MATERIALS PROVIDED ->
--- Start ---
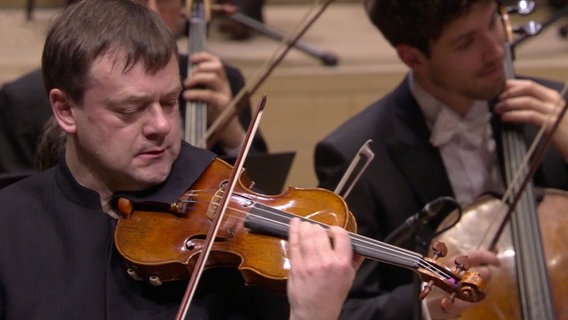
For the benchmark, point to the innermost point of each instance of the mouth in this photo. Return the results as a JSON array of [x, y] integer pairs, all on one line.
[[153, 153], [493, 71]]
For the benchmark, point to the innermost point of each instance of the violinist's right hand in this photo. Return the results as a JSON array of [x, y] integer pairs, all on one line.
[[482, 261], [322, 269]]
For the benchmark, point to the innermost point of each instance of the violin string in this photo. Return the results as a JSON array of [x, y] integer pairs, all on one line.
[[281, 219], [371, 244]]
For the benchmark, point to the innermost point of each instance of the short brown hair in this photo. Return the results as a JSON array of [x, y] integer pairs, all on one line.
[[89, 29], [415, 22]]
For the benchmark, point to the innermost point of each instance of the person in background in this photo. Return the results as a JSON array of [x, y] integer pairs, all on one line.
[[454, 51], [24, 106], [115, 95]]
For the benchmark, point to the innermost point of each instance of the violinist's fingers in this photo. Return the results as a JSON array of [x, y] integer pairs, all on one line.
[[294, 239]]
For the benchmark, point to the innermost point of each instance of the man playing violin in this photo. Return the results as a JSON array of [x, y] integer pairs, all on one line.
[[24, 106], [111, 70], [455, 54]]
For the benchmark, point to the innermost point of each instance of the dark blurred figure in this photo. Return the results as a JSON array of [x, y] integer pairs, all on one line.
[[250, 8]]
--- End ---
WRITTEN INSTRUCTION ->
Render as a JSON list of strings, one string per line with blank lines omitted, the part of the entries that begins at the line containing "of the short" and stops after the line containing "[[24, 106], [111, 70], [455, 54]]".

OUTPUT OF THE EXERCISE ->
[
  "For the benchmark, point to the innermost point of each instance of the short brown hair in this photo. Return the results as a JSON array of [x, y] integer pairs, all on one line.",
  "[[89, 29], [415, 22]]",
  "For the benchmark, point to the innermost point of each instance of the person in background in this photo. Return the results as a JSON array of [x, y] integer pairs, all on one line.",
  "[[454, 51], [24, 106], [115, 95]]",
  "For the benchmark, point to the innermost point of each instance of the violinist's fingers in this photo. Return the results as a JSON array of [x, y] integer pairs, all on one line.",
  "[[294, 239]]",
  "For the benchmark, point to the innermost point of each instance of the man playing violin in this photo. Return the results as a JSON array of [x, y] integer pairs, all on one line.",
  "[[24, 106], [111, 70], [455, 54]]"
]